:: Material for the task

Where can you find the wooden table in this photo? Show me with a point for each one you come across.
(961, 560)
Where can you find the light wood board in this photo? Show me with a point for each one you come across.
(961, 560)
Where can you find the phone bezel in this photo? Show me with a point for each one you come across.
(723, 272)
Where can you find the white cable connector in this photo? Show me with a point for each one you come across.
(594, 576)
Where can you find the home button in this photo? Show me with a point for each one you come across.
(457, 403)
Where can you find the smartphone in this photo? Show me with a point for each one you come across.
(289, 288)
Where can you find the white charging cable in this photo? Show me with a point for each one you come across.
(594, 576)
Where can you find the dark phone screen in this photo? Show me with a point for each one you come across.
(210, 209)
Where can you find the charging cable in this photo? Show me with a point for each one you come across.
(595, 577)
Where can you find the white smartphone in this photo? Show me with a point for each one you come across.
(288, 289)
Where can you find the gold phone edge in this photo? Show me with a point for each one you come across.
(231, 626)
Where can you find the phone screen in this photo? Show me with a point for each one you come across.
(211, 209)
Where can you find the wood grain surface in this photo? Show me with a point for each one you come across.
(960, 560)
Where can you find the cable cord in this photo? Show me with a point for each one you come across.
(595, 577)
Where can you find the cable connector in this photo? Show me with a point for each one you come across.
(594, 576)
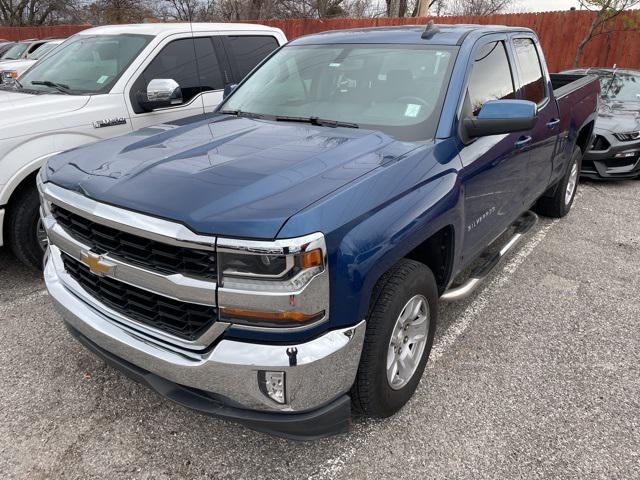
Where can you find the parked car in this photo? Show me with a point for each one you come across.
(280, 263)
(105, 82)
(615, 153)
(12, 69)
(20, 50)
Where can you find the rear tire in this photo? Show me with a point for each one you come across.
(395, 324)
(24, 229)
(559, 204)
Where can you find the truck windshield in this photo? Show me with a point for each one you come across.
(85, 64)
(15, 52)
(621, 87)
(46, 48)
(396, 89)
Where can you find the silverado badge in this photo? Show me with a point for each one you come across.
(109, 122)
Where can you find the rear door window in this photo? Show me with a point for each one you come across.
(533, 85)
(210, 65)
(247, 51)
(491, 77)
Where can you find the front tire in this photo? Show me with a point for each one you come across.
(559, 204)
(400, 329)
(25, 232)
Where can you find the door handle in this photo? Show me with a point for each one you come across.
(523, 142)
(553, 123)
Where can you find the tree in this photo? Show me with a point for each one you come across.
(16, 13)
(606, 12)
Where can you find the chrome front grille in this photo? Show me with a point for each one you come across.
(137, 250)
(155, 276)
(185, 320)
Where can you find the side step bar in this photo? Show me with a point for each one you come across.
(521, 227)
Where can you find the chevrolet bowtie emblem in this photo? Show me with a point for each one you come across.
(97, 265)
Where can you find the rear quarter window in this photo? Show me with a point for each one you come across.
(533, 85)
(491, 77)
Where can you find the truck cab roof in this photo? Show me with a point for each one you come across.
(167, 28)
(409, 34)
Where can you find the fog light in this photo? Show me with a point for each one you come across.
(272, 384)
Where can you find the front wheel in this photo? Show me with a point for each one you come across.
(559, 204)
(400, 329)
(25, 232)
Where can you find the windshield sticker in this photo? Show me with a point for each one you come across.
(412, 110)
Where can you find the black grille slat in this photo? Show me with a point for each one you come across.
(143, 252)
(182, 319)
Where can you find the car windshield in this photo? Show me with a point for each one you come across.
(620, 87)
(85, 64)
(47, 47)
(15, 52)
(396, 89)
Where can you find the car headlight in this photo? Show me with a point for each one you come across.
(628, 137)
(279, 284)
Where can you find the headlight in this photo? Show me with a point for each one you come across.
(279, 284)
(628, 137)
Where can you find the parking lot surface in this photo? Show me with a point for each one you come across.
(535, 376)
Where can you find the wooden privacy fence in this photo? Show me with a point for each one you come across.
(559, 32)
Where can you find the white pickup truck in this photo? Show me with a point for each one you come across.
(105, 82)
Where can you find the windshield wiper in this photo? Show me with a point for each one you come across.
(320, 122)
(61, 87)
(240, 113)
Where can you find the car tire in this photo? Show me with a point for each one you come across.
(560, 202)
(22, 228)
(374, 393)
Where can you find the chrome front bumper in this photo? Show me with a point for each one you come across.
(324, 368)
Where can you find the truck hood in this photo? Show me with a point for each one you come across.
(17, 107)
(223, 176)
(19, 65)
(619, 117)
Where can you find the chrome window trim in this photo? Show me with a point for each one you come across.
(128, 221)
(175, 286)
(144, 332)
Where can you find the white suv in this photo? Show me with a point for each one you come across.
(105, 82)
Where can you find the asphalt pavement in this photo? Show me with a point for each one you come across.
(535, 376)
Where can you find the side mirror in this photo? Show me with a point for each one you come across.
(499, 117)
(161, 93)
(228, 90)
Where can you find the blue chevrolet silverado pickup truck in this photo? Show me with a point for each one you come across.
(280, 262)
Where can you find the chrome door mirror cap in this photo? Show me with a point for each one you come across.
(163, 92)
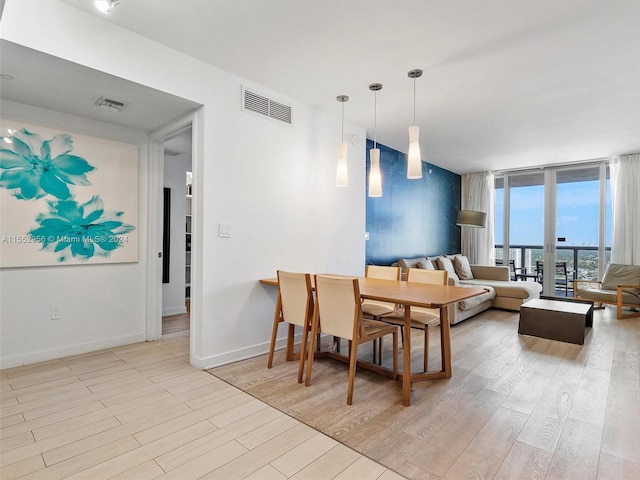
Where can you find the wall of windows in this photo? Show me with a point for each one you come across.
(558, 216)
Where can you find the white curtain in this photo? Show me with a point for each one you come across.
(625, 203)
(478, 194)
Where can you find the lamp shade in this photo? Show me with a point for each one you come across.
(342, 173)
(375, 179)
(471, 218)
(414, 163)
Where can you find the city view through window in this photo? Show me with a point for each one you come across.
(577, 217)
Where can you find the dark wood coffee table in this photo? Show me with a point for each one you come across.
(564, 320)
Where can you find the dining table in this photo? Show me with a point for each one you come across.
(412, 294)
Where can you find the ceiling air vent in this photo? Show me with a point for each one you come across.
(111, 105)
(266, 107)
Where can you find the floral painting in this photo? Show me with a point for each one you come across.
(66, 198)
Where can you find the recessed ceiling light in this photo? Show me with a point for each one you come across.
(105, 6)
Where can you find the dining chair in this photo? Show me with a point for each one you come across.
(294, 306)
(421, 317)
(377, 308)
(338, 312)
(562, 275)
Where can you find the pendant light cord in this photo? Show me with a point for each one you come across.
(414, 101)
(375, 117)
(342, 121)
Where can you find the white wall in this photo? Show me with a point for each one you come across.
(100, 303)
(275, 184)
(173, 293)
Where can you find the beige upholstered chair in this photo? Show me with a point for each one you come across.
(295, 307)
(421, 317)
(376, 308)
(620, 286)
(338, 312)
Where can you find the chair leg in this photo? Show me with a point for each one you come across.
(303, 347)
(314, 332)
(373, 356)
(353, 354)
(395, 353)
(426, 347)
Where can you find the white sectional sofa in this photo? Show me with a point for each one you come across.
(501, 291)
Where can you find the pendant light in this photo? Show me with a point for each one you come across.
(414, 162)
(342, 173)
(375, 179)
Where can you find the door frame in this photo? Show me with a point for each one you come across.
(154, 244)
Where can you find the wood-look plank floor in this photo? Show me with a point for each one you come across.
(142, 412)
(175, 323)
(517, 407)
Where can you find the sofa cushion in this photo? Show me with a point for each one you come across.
(444, 263)
(593, 292)
(618, 274)
(462, 267)
(521, 290)
(473, 302)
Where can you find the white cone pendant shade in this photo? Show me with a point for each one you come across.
(414, 163)
(375, 179)
(342, 173)
(414, 160)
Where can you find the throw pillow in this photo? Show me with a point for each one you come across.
(410, 262)
(462, 267)
(426, 264)
(445, 264)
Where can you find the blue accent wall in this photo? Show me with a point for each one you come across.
(413, 217)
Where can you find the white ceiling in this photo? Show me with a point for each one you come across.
(506, 84)
(55, 84)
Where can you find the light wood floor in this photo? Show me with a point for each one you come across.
(517, 407)
(175, 323)
(141, 412)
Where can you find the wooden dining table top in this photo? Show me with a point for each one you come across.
(406, 293)
(412, 294)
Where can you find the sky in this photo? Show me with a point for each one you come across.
(576, 214)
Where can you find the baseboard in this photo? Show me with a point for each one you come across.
(56, 353)
(174, 310)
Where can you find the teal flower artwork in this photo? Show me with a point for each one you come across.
(83, 231)
(32, 167)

::::

Output each line of the records exactly. Any picture is skipped.

Where can you find the wooden table in this photo? Show me with a point for each one you come across.
(961, 560)
Where can you find the light wood board in this photo? Show me with a point for each one you come across.
(961, 560)
Where can you find the phone bezel in this photo? Show me with a point for each one you come across.
(723, 272)
Where can you find the white cable connector in this photo? Show me with a point for each one you come across.
(594, 576)
Where can you find the home button in this photo? Show me with a point for each one you come across.
(457, 403)
Where can you find the smartphone in this photo? Show me with a point for each one you come across.
(289, 288)
Where can you find the white charging cable in this photo? Show me with a point for each one you come across.
(594, 576)
Where can you find the dark phone screen in this photo? Show me with a point for each one you come across.
(210, 209)
Where can you find the charging cable in this photo? Show me with a point for each one you come across.
(595, 577)
Where can you find the white smartphone in this photo? Show me with a point for each one you come across.
(288, 289)
Where can you find the gold phone edge in this photo? Show me with a point for each one you come across.
(231, 626)
Where can you find the phone screen in this photo? Show me with a point for each one you come across.
(211, 209)
Where can you find the wood grain surface in this photo? Show me with a point for each one you come across.
(960, 560)
Where can you find the cable cord in this photo? Show me with a point for each one you come across.
(595, 577)
Where can you find the cable connector in this photo? Show me with a point for each one you come across.
(594, 576)
Where can you find the parked car in this photo? Show me with a point for each one you come across.
(280, 263)
(105, 82)
(615, 153)
(12, 69)
(20, 50)
Where can you find the rear tire in this photo? Show me with a point for each one you come across.
(395, 324)
(24, 229)
(559, 204)
Where can you find the truck windshield in this photo? Show me with a point for each one you come across.
(85, 64)
(15, 52)
(621, 87)
(46, 48)
(396, 89)
Where can you find the silverado badge in this photo? Show me with a point for each one you come across.
(109, 122)
Where can you find the rear door window in this photo? Show me with a point for each one you come across.
(533, 85)
(210, 65)
(247, 51)
(491, 77)
Where can you find the front tire in this photo? Show me with a point for each one you come across.
(559, 204)
(400, 329)
(25, 232)
Where can you find the door handle in this photo? Show me with a point for each one you come across.
(523, 142)
(553, 123)
Where can you find the tree in this photo? Show me with a point for each one you come across.
(16, 13)
(606, 12)
Where can you find the chrome front grille in this photo? Show me with a point for each one you come across.
(137, 250)
(155, 276)
(185, 320)
Where can you find the side step bar in this photo? Show me with a point for each one you come across.
(521, 227)
Where can you find the chevrolet bowtie emblem in this photo? Show me with a point for each one you come across.
(97, 265)
Where can you find the rear quarter window in this photo? Show me with a point for each one you come across.
(533, 85)
(491, 77)
Where can you find the truck cab roof in this photo? Show me with a point for each one you come across.
(167, 28)
(409, 34)
Where can you find the fog light in this photo? Show me with a point for each one you come across.
(272, 384)
Where can you find the front wheel in this photo? Show me with a point for each one you come across.
(559, 204)
(400, 329)
(25, 232)
Where can you find the windshield sticker in this photo? Show me with a point for each one you come across.
(412, 110)
Where can you find the black grille slat in this photo? Show me with a point for each one you come across.
(143, 252)
(182, 319)
Where can you find the car windshield in this photo? Show me with a point for each one you come across.
(620, 87)
(85, 64)
(47, 47)
(15, 52)
(396, 89)
Where can you find the car headlight in this photo? Show me with a point for each one you come across.
(628, 137)
(279, 284)
Where can you find the headlight in this photo? Show me with a point for each one you come across.
(279, 284)
(628, 137)
Where can you find the parking lot surface in this photo? Show me with a point for each one you come across.
(535, 376)
Where can you find the wooden privacy fence in this photo? Show me with a point for each one you come across.
(559, 32)
Where can you find the white pickup truck in this photo? Show me with a point for each one you come across.
(105, 82)
Where can you find the windshield wiper in this photo? Show me with a point for each one you come across.
(320, 122)
(61, 87)
(240, 113)
Where can you find the car tire in this photo? Show me with a point for each one you come across.
(560, 202)
(22, 228)
(374, 393)
Where can you find the chrome front bumper in this photo? Show me with a point for each one you come across.
(324, 368)
Where can you find the truck hood in this photo? Show me with a point for each one you come across.
(17, 107)
(223, 176)
(19, 65)
(619, 117)
Where can you find the chrome window trim in this photo? Show me with a point for each one you come across.
(128, 221)
(175, 286)
(144, 332)
Where can you find the white suv in this photo? Show me with a point for each one you come across.
(105, 82)
Where can you find the asphalt pavement in this photo? Show me with a point for each one you come across.
(535, 376)
Where can you find the side mirror in this photo? Show me with a point for each one you come across.
(499, 117)
(161, 93)
(228, 90)
Where can you find the blue chevrolet silverado pickup truck in this photo? Show me with a point for each one you come across.
(280, 262)
Where can you find the chrome door mirror cap in this photo? Show me with a point for each one you come across.
(163, 92)
Where can you find the wall of windows in this photo? Show me with a point for each one you come across.
(558, 216)
Where can you find the white curtain in this photo? Show me with a point for each one you come across.
(625, 203)
(478, 194)
Where can you find the lamp shade in this photo? Show me with a point for each one you come across.
(342, 173)
(375, 179)
(471, 218)
(414, 163)
Where can you find the city view through window in this photo? Show me with a point for each one you come across.
(577, 217)
Where can you find the dark wood coffee table in this photo? Show me with a point for each one you come across.
(564, 320)
Where can you find the dining table in this photo? Show me with a point for each one you come across.
(412, 294)
Where can you find the ceiling air vent in this photo? Show me with a point for each one you come across.
(111, 105)
(266, 107)
Where can you find the floral painting in this photo? Show me with a point for each one you come across.
(66, 198)
Where can you find the recessed ceiling light in this photo? Show me with a point for each one you come across.
(105, 6)
Where can you find the dining chair in this photo? Show me with a point for each one you come across.
(294, 306)
(421, 317)
(377, 308)
(338, 312)
(562, 275)
Where can you find the pendant light cord in this photo? Show me with a point for each one you come across.
(414, 101)
(375, 117)
(342, 121)
Where can you find the white wall in this photo? Show me with a point for each one you come across.
(100, 303)
(275, 184)
(173, 293)
Where can you find the beige upholstered chair in this photo? Show me with a point for each one you come across.
(295, 307)
(421, 317)
(376, 308)
(620, 286)
(338, 312)
Where can you find the chair leg in this photo? Show me with a point for each one you come across.
(303, 347)
(314, 332)
(373, 356)
(353, 354)
(395, 353)
(426, 347)
Where can you find the white sectional sofa in this photo? Show me with a point for each one you come across.
(501, 291)
Where can you find the pendant light in this photo? Show me with a point for each one you come across.
(414, 162)
(342, 173)
(375, 179)
Where can you find the door frame in this photo? Show me with a point for each one you come across.
(154, 244)
Where can you find the wood-look plank floor in this photo? Show me with a point for each one you come across.
(142, 412)
(175, 323)
(517, 407)
Where can you find the sofa cushion in this photo? Show me with a point for each one you come across.
(444, 263)
(593, 292)
(618, 274)
(462, 267)
(521, 290)
(473, 302)
Where can you find the white cone pendant shade in this photo? Show me with a point for each one you come across.
(414, 163)
(375, 179)
(342, 173)
(414, 160)
Where can you find the throw pillow in this photo? Show me with a point for each one you come across.
(410, 262)
(462, 267)
(426, 264)
(445, 264)
Where can you find the blue accent wall in this photo? Show me with a point for each one you come across.
(413, 217)
Where can you find the white ceiling in this photo? Show me with a point for each one you come across.
(506, 84)
(55, 84)
Where can you find the light wood floor in this photo? Show me with a point for each one you come across.
(517, 407)
(175, 323)
(141, 412)
Where can you find the wooden dining table top in this photo? Show me with a point for each one you come across.
(406, 293)
(412, 294)
Where can you find the sky in this photo? Show me with a point for each one you come across.
(576, 214)
Where can you find the baseboard in this photo? Show me with a point for each one you come across.
(56, 353)
(174, 310)
Where can you find the teal flower artwork in this photo? Show me with a point for each one you come across.
(83, 231)
(32, 167)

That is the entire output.